* [CHALLENGE] Based on the passage below about the fall of the Yuan dynasty, explain in one to three sentences why seven provinces were ruined in 1344.

* [SOURCE TEXT]
#####

Covering over 11,000,000 km2 (or 4,200,000 sq mi,) territorially, the Yuan dynasty was one of the largest Chinese dynasties, second only to the Qing

Many of us are well familiar of the splendid empire of Kublai Khan, but few are aware of the details of its ultimate fall and the prolonged fratricide suffered by the grandchildren of the Khans. 

In 1344 calamity struck the Yuan dynasty during its twilight days, the Yellow River shifted course and flooded over vast swaths of Central China. Whole areas as large as several European nations combined were inundated and whole communities were blasted away in the mammoth torrent. In total, 7 provinces were ruined, the whole heartland and breadbasket of China was devastated. 

Millions died from the starvation all while the avalanche of muddy water barreled southward in a unceasing gout until it found a new exit some 260 miles at the south end of the modern Shandong Province. The Mongol overlords were powerless to help, and millions would continue to die as a consequence of this national catastrophe. This would be one of the many dominoes that would completely unseat the Mongol Yuan dynasty. Within a decade there would be several great rebellions across southern China, and within two and a half decades the Yuan would be completely driven out of China by its native rebels. The great flood alone was but one of a long series of factors that contributed to the uprising against the Yuan.

#####

* [GIVEN INFORMATION]
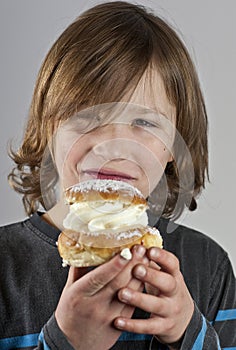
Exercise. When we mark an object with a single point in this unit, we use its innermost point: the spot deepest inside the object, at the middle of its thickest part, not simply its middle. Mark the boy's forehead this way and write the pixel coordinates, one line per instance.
(150, 92)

#####

* [THE OUTPUT] In 1344 the Yellow River shifted course and flooded vast swaths of Central China, inundating areas as large as several European nations combined and sweeping away whole communities. This devastated the heartland and breadbasket of China, ruining seven provinces in total.